▶ **CHECK YOUR UNDERSTANDING**:
1. According to the article, which publisher released "Invested Stayers"?
2. Write out the article's passage between "LAWRENCE — Teaching" and "in the classroom.", inclusive, replacing "pandemic" with "health crisis".

START TEXT

LAWRENCE — Teaching is a challenging profession. Low pay, long hours, reliance on testing, and state and federal mandates make the job difficult, to say nothing of a pandemic that has upended education. Those stressors cause countless teachers to leave the field every year. Yet many others meet the challenges and stay. A new book co-edited by a University of Kansas scholar tells the stories of those who have persisted as stayers in the classroom.
“Invested Stayers: How Teachers Thrive in Challenging Times,” published this month, pairs teachers and teacher educators from across the country to discuss some of the most pressing challenges that educators face today, how teachers have innovated to overcome them and how those training the next generation of teachers can prepare them.
“There has been a lot of focus on early career teachers and why they leave in recent years,” said Heidi Hallman, professor of curriculum & teaching at KU and one of the co-editors. “We knew, though, as teacher educators and former public school teachers ourselves, that there were people who decide to stay in the field despite the challenges. We wondered, ‘Are there stories behind why they stay?’”
“Invested Stayers” (Rowman & Littlefield) was co-edited by Hallman, Terri Rodriguez of the College of St. Benedict and St. John’s University, and Kristen Pastore-Capuana of State University of New York-Buffalo. The book is organized into three sections: social, political and disciplinary landscapes.
Chapters in the social landscapes section include examinations of advocating for refugee and immigrant students, thriving in special education and culturally responsive teaching. Political challenges such as top-down accountability initiatives, standards-based education and critical collaboration among teacher communities appear in the book’s second section. New visions for science education, improving college readiness in mathematics, using digital spaces to foster learning communities and using hope as a catalyst to thrive are among the topics addressed in the disciplinary landscapes section.

END TEXT
START EXERCISE DATA

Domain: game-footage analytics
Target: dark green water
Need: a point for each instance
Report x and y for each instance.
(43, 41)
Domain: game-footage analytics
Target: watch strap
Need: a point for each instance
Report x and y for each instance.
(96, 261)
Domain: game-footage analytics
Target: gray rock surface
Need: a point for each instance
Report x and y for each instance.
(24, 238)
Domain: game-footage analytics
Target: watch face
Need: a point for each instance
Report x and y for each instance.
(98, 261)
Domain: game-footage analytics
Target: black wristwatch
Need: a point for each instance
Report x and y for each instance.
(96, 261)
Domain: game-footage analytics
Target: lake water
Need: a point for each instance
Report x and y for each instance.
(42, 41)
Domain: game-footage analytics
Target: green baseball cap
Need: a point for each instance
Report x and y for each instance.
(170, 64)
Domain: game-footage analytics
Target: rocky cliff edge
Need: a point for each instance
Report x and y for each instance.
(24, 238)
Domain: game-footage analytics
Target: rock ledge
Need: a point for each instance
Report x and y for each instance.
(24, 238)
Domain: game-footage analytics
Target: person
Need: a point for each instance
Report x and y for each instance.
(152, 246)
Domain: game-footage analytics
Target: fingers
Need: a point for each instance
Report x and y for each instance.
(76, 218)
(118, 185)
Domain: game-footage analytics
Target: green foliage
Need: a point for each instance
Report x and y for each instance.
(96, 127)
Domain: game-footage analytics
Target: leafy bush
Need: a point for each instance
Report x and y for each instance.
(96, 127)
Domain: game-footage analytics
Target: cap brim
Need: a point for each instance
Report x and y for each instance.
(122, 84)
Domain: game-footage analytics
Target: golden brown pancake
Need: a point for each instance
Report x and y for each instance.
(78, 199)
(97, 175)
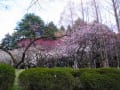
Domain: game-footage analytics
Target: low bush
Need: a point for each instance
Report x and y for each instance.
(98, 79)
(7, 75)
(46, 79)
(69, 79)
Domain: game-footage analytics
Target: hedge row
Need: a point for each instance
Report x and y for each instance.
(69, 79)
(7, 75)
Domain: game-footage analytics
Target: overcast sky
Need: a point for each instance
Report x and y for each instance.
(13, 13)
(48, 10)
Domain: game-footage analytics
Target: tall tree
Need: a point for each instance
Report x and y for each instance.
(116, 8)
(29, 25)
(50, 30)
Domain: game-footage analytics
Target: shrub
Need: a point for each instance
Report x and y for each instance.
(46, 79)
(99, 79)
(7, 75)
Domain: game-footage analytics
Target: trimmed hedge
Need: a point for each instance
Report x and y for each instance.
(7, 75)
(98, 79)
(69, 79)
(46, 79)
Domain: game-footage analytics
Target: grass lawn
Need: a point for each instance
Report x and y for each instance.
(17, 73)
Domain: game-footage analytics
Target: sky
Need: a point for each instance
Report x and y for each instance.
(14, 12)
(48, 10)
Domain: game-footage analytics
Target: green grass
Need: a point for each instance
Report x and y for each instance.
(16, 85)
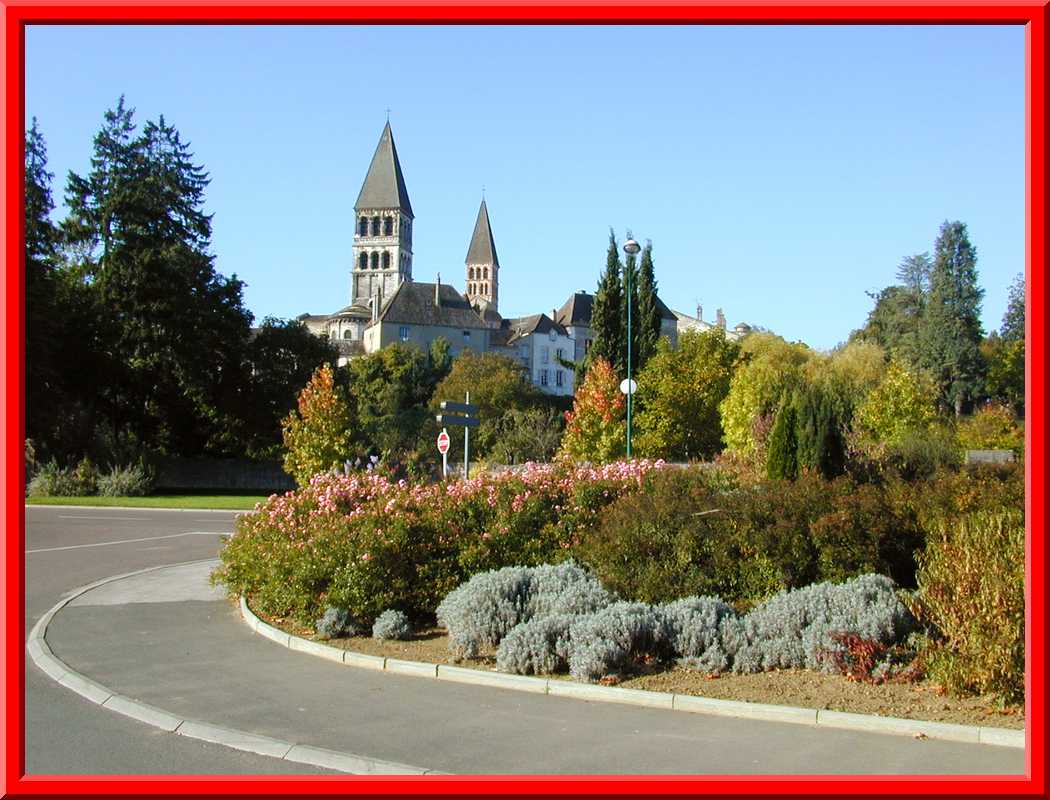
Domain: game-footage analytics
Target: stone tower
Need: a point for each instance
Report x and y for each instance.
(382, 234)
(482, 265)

END EXERCISE DATA
START EXERCISE DATA

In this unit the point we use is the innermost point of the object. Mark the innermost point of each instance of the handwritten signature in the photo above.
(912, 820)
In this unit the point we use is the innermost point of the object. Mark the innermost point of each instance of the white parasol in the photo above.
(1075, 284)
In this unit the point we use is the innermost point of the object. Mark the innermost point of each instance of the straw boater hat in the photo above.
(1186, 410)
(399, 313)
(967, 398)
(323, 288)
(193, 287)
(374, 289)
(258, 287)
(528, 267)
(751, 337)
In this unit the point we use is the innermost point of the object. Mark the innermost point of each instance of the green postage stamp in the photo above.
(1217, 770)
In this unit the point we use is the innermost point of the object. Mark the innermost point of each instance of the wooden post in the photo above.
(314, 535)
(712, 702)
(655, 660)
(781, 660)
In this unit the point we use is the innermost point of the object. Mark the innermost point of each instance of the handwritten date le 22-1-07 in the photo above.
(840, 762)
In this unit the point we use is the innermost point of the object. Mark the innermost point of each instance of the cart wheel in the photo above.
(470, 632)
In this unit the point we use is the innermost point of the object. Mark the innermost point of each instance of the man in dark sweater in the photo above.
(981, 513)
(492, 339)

END EXERCISE DATA

▶ **ANSWERS BY TASK**:
1. Rowman & Littlefield

2.
LAWRENCE — Teaching is a challenging profession. Low pay, long hours, reliance on testing, and state and federal mandates make the job difficult, to say nothing of a health crisis that has upended education. Those stressors cause countless teachers to leave the field every year. Yet many others meet the challenges and stay. A new book co-edited by a University of Kansas scholar tells the stories of those who have persisted as stayers in the classroom.